DATA SUPPLIED.
━━━━

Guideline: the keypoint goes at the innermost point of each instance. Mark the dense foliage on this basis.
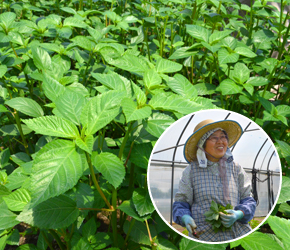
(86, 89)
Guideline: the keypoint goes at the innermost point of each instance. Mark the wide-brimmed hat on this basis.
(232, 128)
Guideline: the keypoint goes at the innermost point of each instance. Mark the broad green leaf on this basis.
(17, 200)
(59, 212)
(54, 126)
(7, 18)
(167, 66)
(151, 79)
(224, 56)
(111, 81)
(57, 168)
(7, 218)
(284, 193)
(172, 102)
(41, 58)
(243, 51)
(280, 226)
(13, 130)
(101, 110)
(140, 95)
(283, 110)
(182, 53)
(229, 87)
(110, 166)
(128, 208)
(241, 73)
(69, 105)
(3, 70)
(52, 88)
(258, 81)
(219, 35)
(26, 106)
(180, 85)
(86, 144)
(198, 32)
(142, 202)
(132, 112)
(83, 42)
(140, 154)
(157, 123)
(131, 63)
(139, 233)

━━━━

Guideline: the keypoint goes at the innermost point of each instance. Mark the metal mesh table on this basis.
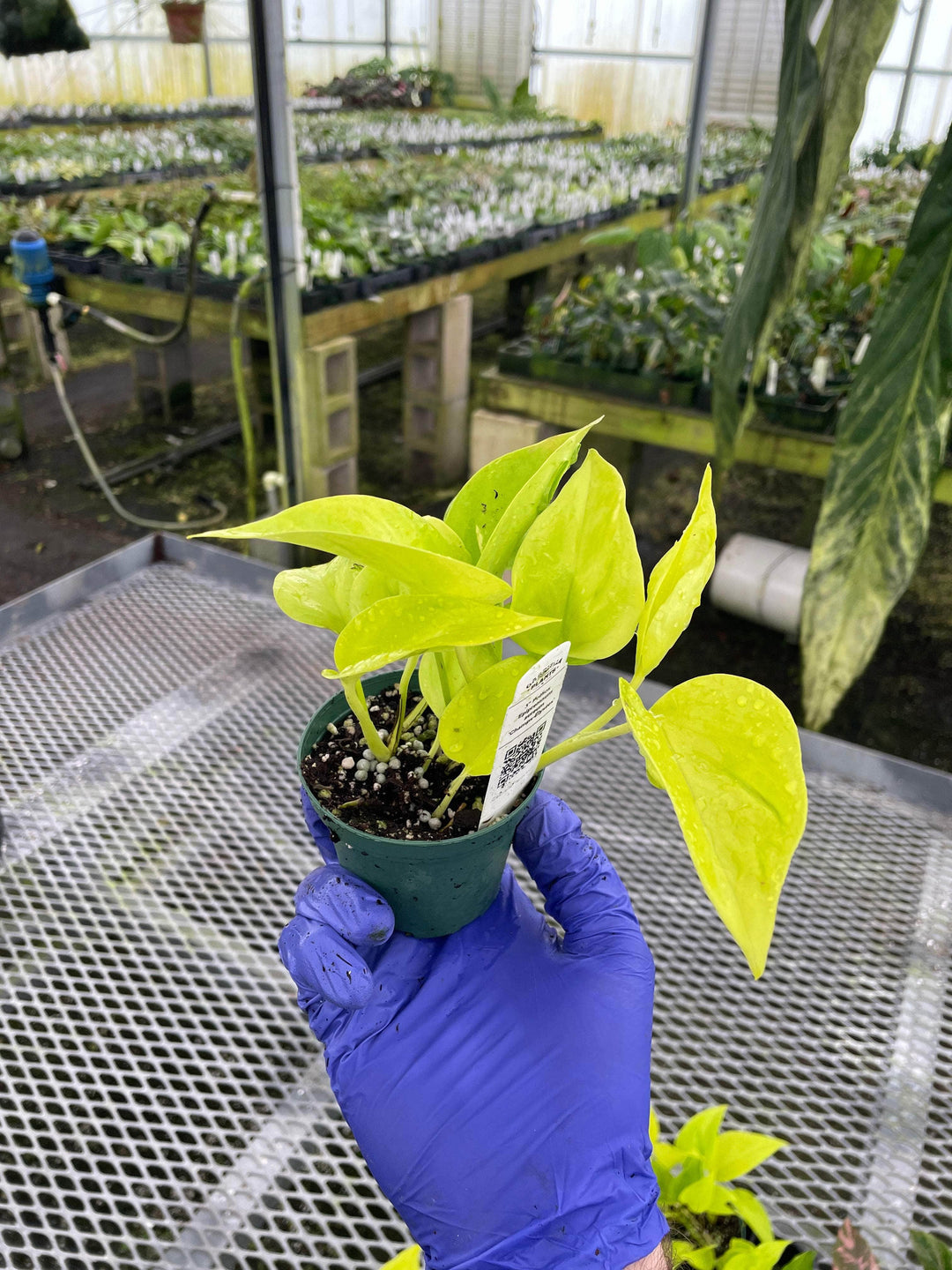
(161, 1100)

━━━━

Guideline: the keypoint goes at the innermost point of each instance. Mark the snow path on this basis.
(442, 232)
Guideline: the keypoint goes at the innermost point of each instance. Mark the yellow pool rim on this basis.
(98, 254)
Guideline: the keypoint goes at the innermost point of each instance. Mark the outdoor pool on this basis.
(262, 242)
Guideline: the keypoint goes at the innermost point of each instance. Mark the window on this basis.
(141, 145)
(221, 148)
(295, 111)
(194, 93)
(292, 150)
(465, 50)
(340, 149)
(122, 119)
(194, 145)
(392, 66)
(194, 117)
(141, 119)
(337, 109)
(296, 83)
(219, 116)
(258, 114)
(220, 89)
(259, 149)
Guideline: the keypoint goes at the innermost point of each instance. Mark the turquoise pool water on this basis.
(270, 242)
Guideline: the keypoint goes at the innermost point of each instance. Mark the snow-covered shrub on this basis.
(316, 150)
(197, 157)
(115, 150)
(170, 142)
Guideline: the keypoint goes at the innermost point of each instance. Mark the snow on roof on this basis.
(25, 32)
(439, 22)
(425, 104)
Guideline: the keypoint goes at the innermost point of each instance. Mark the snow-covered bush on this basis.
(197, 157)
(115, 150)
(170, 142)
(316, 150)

━━━━

Count the lines in the entries above that contain the word "snow", treating uppercase and lowercase as different. Reply with the number alone.

SOLUTION FOR THIS TASK. 4